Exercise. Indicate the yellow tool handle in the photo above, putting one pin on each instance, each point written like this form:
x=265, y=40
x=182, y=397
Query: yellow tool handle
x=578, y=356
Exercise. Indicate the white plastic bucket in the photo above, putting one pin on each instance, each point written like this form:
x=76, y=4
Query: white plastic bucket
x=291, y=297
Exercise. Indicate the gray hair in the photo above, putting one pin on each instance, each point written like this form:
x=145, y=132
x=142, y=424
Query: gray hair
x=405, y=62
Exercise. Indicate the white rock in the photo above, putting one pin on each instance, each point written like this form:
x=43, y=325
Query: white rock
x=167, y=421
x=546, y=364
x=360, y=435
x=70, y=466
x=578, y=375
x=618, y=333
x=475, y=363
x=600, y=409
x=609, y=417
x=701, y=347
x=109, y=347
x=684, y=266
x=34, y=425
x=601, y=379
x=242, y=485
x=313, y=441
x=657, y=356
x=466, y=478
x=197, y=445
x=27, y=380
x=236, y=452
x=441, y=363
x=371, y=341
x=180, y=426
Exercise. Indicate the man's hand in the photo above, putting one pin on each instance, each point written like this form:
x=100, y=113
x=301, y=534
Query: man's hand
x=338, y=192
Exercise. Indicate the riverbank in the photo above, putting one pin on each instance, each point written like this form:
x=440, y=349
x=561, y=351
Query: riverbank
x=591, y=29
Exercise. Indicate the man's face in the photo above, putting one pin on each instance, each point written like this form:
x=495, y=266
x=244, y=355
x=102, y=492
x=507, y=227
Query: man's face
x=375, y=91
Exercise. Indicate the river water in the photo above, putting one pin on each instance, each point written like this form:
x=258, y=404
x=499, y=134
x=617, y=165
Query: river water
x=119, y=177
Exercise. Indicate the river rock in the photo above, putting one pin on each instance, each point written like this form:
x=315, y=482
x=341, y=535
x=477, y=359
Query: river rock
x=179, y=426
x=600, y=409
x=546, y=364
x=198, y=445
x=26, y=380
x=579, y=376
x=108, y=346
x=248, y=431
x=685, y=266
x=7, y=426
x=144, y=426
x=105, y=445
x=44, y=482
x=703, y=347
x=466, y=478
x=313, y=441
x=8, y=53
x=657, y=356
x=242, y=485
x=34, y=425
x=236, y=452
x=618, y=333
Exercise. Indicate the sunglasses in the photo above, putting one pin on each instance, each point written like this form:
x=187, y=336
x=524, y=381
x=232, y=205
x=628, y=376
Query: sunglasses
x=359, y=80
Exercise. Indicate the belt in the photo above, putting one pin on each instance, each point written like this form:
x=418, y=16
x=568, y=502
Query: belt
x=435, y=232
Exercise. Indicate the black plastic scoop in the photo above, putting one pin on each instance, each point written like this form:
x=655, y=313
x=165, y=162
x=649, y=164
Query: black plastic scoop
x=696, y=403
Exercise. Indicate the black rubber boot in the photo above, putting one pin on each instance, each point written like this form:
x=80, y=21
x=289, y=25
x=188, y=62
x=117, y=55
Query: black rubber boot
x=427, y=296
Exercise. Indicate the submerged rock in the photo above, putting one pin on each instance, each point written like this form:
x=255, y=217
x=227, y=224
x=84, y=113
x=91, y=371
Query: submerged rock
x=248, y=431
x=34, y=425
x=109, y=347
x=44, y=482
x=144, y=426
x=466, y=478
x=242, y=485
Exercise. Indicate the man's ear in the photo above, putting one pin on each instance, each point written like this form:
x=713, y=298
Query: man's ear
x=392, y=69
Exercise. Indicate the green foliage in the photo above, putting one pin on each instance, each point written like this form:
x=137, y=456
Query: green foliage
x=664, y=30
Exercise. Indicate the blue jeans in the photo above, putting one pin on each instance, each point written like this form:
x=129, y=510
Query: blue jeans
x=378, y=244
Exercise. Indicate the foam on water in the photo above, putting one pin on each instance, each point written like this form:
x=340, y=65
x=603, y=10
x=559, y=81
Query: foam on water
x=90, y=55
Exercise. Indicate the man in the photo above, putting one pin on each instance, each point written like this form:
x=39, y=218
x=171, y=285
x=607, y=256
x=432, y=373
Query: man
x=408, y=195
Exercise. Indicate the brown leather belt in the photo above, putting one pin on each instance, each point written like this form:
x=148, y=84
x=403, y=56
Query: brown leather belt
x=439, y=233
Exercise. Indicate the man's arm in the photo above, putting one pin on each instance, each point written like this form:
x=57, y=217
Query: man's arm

[Required work]: Give the entries again exactly, every one.

[Solution for this task]:
Exercise. Indicate the yellow tool handle in the photo above, putting one pin on each instance, each point written like this form:
x=265, y=40
x=182, y=397
Query: yellow tool handle
x=578, y=356
Exercise. Indicate the white plastic bucket in the photo above, putting one pin on each instance, each point written like this form:
x=76, y=4
Query: white plastic bucket
x=291, y=297
Exercise. Indicate the gray hair in the photo above, putting one pin on each instance, each point written like this form:
x=145, y=132
x=142, y=424
Query: gray hair
x=405, y=62
Exercise. Indicate the white rock in the photo above, putting one pin on each instance, each point written like this form:
x=43, y=325
Query: white rock
x=167, y=421
x=546, y=364
x=360, y=435
x=70, y=466
x=578, y=375
x=618, y=333
x=475, y=363
x=600, y=409
x=609, y=417
x=701, y=347
x=109, y=347
x=684, y=266
x=34, y=425
x=601, y=379
x=242, y=485
x=313, y=441
x=657, y=356
x=466, y=478
x=197, y=445
x=27, y=380
x=236, y=452
x=441, y=363
x=371, y=341
x=180, y=426
Exercise. Indicate the man's hand in the photo above, putting one pin on each instance, each point written like this form:
x=100, y=113
x=301, y=534
Query: man's hand
x=338, y=192
Exercise. Indicate the riverbank in the photo above, putting one pin on each instance, each point written like this form:
x=440, y=349
x=561, y=351
Query: riverbank
x=591, y=29
Exercise. Indicate the man's face in the photo above, putting one pin on each instance, each point written like this form:
x=495, y=266
x=244, y=355
x=102, y=492
x=507, y=227
Query: man's face
x=375, y=91
Exercise. Indicate the river water in the photo above, putting one pin on each instance, each point written like this form:
x=258, y=404
x=499, y=134
x=617, y=165
Query: river water
x=119, y=177
Exercise. Indicate the river rock in the photo above, putting one pin on each instance, each point written like this form:
x=315, y=482
x=341, y=535
x=477, y=359
Query: river rock
x=179, y=426
x=600, y=409
x=546, y=364
x=198, y=445
x=26, y=380
x=579, y=376
x=108, y=346
x=248, y=431
x=685, y=266
x=7, y=426
x=144, y=426
x=105, y=445
x=44, y=482
x=703, y=347
x=466, y=478
x=313, y=441
x=8, y=53
x=657, y=356
x=242, y=485
x=34, y=425
x=236, y=452
x=618, y=333
Exercise. Indicate the sunglasses in the photo above, putting one pin on each instance, each point written like this form:
x=187, y=336
x=524, y=381
x=232, y=205
x=628, y=376
Query: sunglasses
x=359, y=80
Exercise. Indicate the belt in the photo above, putting one pin on each instance, each point written like this form:
x=418, y=16
x=568, y=502
Query: belt
x=435, y=232
Exercise. Indicate the black plastic scoop in the photo above, putting one pin on each instance, each point written like this form:
x=655, y=313
x=165, y=162
x=649, y=164
Query: black plastic scoop
x=696, y=403
Exercise. Indicate the black rubber boot in the photo above, putting one pin on each instance, each point written like this form:
x=80, y=21
x=289, y=25
x=188, y=62
x=117, y=55
Query: black rubber boot
x=427, y=296
Exercise. Indicate the submerged rock in the photo above, putting one pin on each instance, each point written like this form:
x=255, y=217
x=227, y=224
x=84, y=113
x=91, y=371
Query: submerged rock
x=248, y=431
x=34, y=425
x=109, y=347
x=44, y=482
x=144, y=426
x=466, y=478
x=242, y=485
Exercise. Indicate the man's ear in the photo above, putting one pin on each instance, each point written like this form:
x=713, y=298
Query: man's ear
x=392, y=69
Exercise. Indicate the green foliage in the photo above, putting one pin on each instance, each point written like this form:
x=137, y=456
Query: green foliage
x=664, y=30
Exercise. Indicate the blue jeans in the photo above, putting one pin on each instance, each point written like this form:
x=129, y=510
Query: blue jeans
x=378, y=244
Exercise. Indicate the foam on water in the photo above, putting one pin on each instance, each point written like this form:
x=340, y=65
x=603, y=10
x=559, y=81
Query: foam on water
x=90, y=55
Exercise. Indicate the man in the photo above, putting one pin on each instance, each point written like this form:
x=39, y=218
x=171, y=285
x=607, y=256
x=432, y=373
Query: man
x=408, y=195
Exercise. Indicate the brown leather belt in the photo above, putting one pin on each instance, each point written like this form:
x=148, y=84
x=403, y=56
Query: brown leather belt
x=439, y=233
Exercise. Indicate the man's arm in the photo above, putting one pin on each instance, each point written like this form:
x=57, y=217
Query: man's arm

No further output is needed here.